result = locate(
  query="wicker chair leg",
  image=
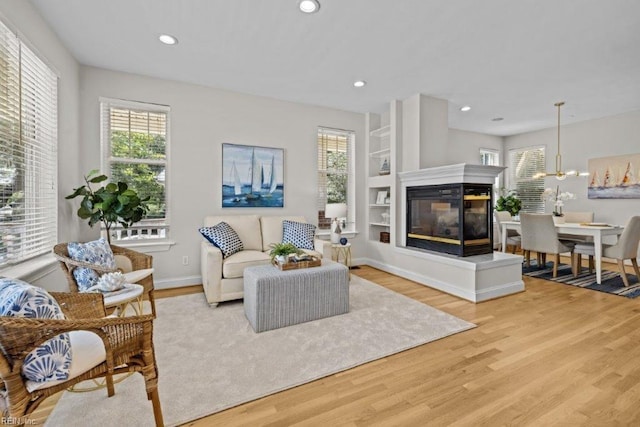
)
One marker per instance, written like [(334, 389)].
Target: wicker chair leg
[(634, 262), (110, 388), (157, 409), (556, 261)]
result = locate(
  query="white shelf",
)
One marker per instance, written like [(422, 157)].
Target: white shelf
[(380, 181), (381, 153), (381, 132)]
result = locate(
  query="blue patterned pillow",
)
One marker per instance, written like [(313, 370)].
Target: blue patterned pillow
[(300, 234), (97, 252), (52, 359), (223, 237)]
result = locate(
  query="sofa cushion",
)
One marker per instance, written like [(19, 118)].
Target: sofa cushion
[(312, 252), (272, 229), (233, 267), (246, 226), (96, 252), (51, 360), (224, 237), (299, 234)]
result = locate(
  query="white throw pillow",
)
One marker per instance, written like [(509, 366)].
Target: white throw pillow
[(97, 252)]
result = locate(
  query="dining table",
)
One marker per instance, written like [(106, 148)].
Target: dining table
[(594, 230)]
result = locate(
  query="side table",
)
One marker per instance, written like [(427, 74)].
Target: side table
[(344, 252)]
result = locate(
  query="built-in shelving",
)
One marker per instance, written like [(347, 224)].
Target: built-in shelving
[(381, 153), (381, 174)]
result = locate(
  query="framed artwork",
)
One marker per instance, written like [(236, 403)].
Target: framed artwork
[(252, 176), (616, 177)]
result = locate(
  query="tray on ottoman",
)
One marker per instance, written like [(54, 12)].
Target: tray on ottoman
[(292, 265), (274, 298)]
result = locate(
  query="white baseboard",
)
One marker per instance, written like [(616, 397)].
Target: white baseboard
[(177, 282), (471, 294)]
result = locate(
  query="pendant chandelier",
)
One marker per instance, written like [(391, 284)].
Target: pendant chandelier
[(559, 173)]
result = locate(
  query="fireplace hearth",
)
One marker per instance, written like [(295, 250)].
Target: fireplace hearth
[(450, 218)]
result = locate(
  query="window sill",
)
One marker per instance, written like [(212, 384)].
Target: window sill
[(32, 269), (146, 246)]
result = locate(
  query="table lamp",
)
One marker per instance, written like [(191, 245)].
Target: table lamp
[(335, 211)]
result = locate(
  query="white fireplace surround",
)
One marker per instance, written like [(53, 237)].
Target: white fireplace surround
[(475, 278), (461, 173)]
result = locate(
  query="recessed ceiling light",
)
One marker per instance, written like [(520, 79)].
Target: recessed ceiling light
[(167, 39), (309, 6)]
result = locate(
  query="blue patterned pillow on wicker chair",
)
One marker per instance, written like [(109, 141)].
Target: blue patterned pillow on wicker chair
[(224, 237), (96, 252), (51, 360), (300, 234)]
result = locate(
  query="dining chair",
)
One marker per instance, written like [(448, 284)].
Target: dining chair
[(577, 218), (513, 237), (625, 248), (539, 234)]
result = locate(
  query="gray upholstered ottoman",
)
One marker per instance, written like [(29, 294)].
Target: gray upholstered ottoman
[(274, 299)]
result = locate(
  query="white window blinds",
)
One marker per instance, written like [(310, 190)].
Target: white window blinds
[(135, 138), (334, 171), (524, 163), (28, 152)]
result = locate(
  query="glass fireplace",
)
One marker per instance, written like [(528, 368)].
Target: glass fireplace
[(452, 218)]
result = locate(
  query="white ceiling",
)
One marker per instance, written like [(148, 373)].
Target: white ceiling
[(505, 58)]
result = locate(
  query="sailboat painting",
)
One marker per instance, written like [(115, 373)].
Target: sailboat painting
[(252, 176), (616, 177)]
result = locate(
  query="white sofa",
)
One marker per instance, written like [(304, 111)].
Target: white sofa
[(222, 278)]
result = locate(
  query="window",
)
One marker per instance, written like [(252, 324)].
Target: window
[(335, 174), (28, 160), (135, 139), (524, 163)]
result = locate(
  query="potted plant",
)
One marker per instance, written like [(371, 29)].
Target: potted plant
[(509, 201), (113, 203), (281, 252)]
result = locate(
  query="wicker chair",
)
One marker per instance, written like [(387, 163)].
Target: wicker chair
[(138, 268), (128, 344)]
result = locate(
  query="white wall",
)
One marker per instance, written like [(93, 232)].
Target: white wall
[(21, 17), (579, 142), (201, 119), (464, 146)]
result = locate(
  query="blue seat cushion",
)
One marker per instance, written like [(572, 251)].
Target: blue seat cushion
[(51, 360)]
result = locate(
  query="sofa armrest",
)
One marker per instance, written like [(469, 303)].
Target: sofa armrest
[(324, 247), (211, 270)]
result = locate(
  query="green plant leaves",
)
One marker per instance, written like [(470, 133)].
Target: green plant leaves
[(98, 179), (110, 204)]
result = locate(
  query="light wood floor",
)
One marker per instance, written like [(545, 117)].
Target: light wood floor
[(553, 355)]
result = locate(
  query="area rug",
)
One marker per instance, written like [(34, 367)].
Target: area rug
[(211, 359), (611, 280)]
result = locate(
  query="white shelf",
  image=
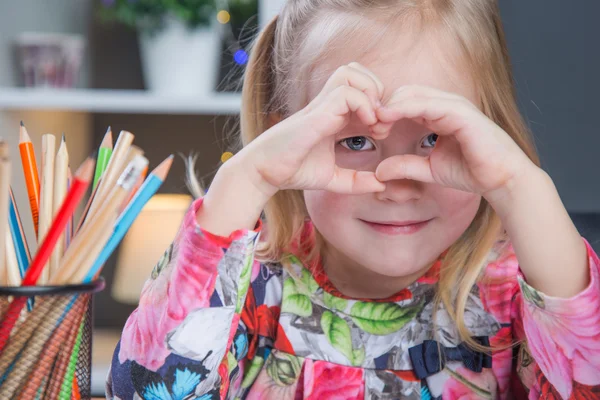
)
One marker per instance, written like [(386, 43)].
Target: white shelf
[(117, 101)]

++++++++++

What is needed -> Transcribe the lines above exactly, setting aside any picture among them.

Task result ->
result = locate(
  query="wicker chair leg",
  image=
)
One marker per instance, written like [(334, 389)].
Target: wicker chair leg
[(634, 262), (110, 388), (157, 409), (556, 261)]
result = locate(
  query="white shelf",
)
One marker per instance, written like [(422, 157)].
Target: white shelf
[(380, 181), (381, 153), (381, 132)]
result = locate(
  query="blue patterned pillow",
)
One marker per instance, written like [(313, 370)].
Target: blue patterned pillow
[(300, 234), (97, 252), (52, 359), (223, 237)]
result = locate(
  query="sofa cushion",
)
One marker per instance, written like [(19, 118)].
Target: sofa cushion
[(312, 252), (272, 229), (233, 267), (246, 226), (96, 252), (51, 360), (224, 237), (299, 234)]
result = locate(
  query="white throw pillow",
)
One marker per instance, written like [(509, 366)].
Target: white throw pillow
[(97, 252)]
result = locate(
  query="dining table",
)
One marker per instance, written like [(106, 148)].
Target: dining table
[(594, 230)]
result = locate(
  query="side table",
)
One marker per instance, written like [(427, 74)].
Target: side table
[(344, 252)]
result = locate(
  query="built-in shelving",
)
One marker per instance, written like [(347, 224)].
Target: built-in shelving
[(381, 153), (381, 174)]
result = locate(
  query="framed artwork",
)
One marker per instance, written like [(236, 403)].
Target: framed artwork
[(252, 176), (616, 177)]
result = locate(
  query="tray on ottoman",
)
One marker per instance, written like [(54, 12)].
Target: tray on ottoman
[(292, 265), (274, 298)]
result = locate(
  query="white baseboard",
)
One marker per instance, written like [(616, 397)].
Target: white baseboard
[(177, 282), (471, 294)]
result = locate(
  query="pendant chandelier",
)
One marker per instance, written like [(391, 284)].
Target: pendant chandelier
[(559, 173)]
result = locate(
  query="fireplace hearth",
)
One marker per instance, written like [(295, 250)].
Target: fireplace hearth
[(450, 218)]
result = locate(
  query="window sill",
)
One marker per instance, written like [(212, 384)].
Target: window sill
[(32, 269), (146, 246)]
result = locate(
  query="table lamp",
)
One marker per instance, written like [(191, 245)].
Target: table lamp
[(335, 211)]
result = locate(
  query="white fireplace surround",
)
One marker per instance, written like [(53, 237)].
Target: white fireplace surround
[(475, 278), (461, 173)]
result = locate(
  query="recessed ceiling light",
)
One marker per instance, written like [(520, 79)].
Target: recessed ceiling light
[(167, 39), (309, 6)]
result = locate(
  query="blue patterned pillow on wicker chair",
)
One marker per instance, written like [(109, 141)].
Target: blue patterned pillow on wicker chair
[(224, 237), (96, 252), (51, 360), (300, 234)]
result = locate(
  query="dining chair",
)
One marker per instance, written like [(448, 284)].
Target: dining chair
[(577, 218), (513, 237), (625, 248), (539, 234)]
result = locate(
  query="gray upholstered ottoman",
)
One marker per instance, written like [(29, 294)].
Target: gray upholstered ottoman
[(274, 299)]
result = locate(
  query="white window blinds",
)
One marker per instance, written like [(310, 190)].
Target: white window blinds
[(135, 138), (334, 171), (524, 163), (28, 152)]
result = locate(
  query="glass fireplace",
)
One marker per instance, written like [(528, 368)].
Target: glass fireplace
[(452, 218)]
result = locate(
  query="white ceiling",
)
One marker per instance, written like [(148, 373)].
Target: white ceiling
[(505, 58)]
result = locate(
  query="sailboat painting",
)
One marker per instance, written like [(115, 373)].
Target: sailboat painting
[(252, 176), (616, 177)]
result = locate(
  query="white sofa",
)
One marker per instance, written like [(304, 111)].
Target: white sofa
[(222, 278)]
result = locate(
  query="window",
)
One marker per instance, written like [(252, 324)].
Target: window
[(335, 174), (28, 160), (135, 139), (524, 163)]
result = locate(
  query="potted plant",
)
One marker per instance, written like [(371, 29)].
Target: potted plant
[(509, 201), (113, 203), (281, 252)]
result = locate(
  query="wicker chair",
)
One marker per instance, written like [(387, 163)].
Target: wicker chair
[(138, 268), (128, 344)]
result = locate(
  query="white wall",
)
One marker per instance, written like [(93, 232)].
Target: white wall
[(21, 17), (579, 142), (201, 119), (464, 146)]
result = locate(
  query="blue seat cushion",
)
One marker per instance, written like [(572, 251)].
Target: blue seat cushion
[(51, 360)]
result = locate(
  query="sofa armrest",
)
One marker per instance, written like [(469, 303)].
Target: sofa armrest
[(324, 247), (211, 270)]
result = locate(
  query="green plant leaves",
)
One marker per instance, written like [(470, 133)].
Target: green plant leaves
[(98, 179), (110, 204)]
result = locate(
  query="light wood floor",
)
One marker per instance, written like [(545, 117)].
Target: light wood floor
[(553, 355)]
result = locate(
  query="area rug",
)
One marker per instance, written like [(34, 367)].
Target: area rug
[(211, 359), (611, 280)]
result = locate(
  query="white shelf",
  image=
)
One marker per instance, written like [(386, 43)].
Target: white shelf
[(117, 101)]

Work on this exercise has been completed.